WORK TO COMPLETE ::
Which rows below contain the string "window"? Select every one of them and copy it whole, treating uppercase and lowercase letters as different.

--- begin MATERIAL FOR THIS EXERCISE ---

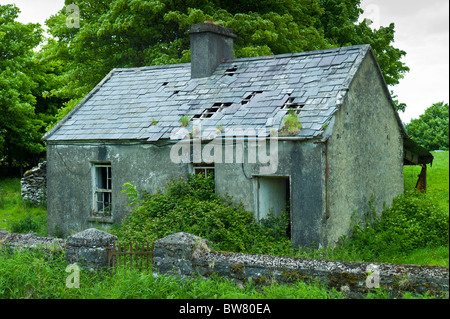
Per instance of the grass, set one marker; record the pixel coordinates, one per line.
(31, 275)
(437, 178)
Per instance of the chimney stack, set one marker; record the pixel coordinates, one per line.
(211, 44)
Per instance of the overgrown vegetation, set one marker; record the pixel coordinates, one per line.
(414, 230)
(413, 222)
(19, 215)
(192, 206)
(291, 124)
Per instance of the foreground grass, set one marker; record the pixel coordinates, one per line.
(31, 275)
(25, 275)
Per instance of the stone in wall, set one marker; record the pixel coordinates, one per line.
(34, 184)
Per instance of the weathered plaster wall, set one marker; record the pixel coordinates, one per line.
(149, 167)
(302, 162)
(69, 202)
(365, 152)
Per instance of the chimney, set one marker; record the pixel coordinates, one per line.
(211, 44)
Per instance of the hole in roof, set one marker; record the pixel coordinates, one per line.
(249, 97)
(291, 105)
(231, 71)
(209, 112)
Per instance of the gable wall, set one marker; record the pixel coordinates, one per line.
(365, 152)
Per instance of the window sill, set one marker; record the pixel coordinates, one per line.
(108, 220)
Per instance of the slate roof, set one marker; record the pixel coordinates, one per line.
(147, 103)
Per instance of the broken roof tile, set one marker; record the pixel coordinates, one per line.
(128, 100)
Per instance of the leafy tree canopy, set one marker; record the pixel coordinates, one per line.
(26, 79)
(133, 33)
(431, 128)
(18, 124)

--- end MATERIAL FOR THIS EXERCISE ---
--- begin MATERIAL FOR THIS EXERCISE ---

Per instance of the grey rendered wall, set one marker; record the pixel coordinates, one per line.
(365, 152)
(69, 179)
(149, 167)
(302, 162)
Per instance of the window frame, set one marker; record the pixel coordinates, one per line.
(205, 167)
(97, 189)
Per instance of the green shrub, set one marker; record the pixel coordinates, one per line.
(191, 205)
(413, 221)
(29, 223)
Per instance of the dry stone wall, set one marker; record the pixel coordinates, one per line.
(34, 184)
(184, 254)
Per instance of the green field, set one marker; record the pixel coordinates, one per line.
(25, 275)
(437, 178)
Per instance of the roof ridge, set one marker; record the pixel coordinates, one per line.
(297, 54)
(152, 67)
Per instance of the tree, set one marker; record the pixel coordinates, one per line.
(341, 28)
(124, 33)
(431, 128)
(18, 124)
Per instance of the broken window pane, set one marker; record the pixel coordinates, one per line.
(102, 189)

--- end MATERIAL FOR THIS EXERCISE ---
--- begin MATERIAL FOR THIS EXERCISE ---

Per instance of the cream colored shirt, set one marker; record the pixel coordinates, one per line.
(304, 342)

--- end MATERIAL FOR THIS EXERCISE ---

CORRECT ANSWER ::
Per instance of the window sill, set one marker; record the pixel coordinates, one per line.
Per instance of the window frame, set one marker; record the pixel coordinates, one per line.
Per instance of the broken window pane, set one marker; record the pixel coordinates, one per line.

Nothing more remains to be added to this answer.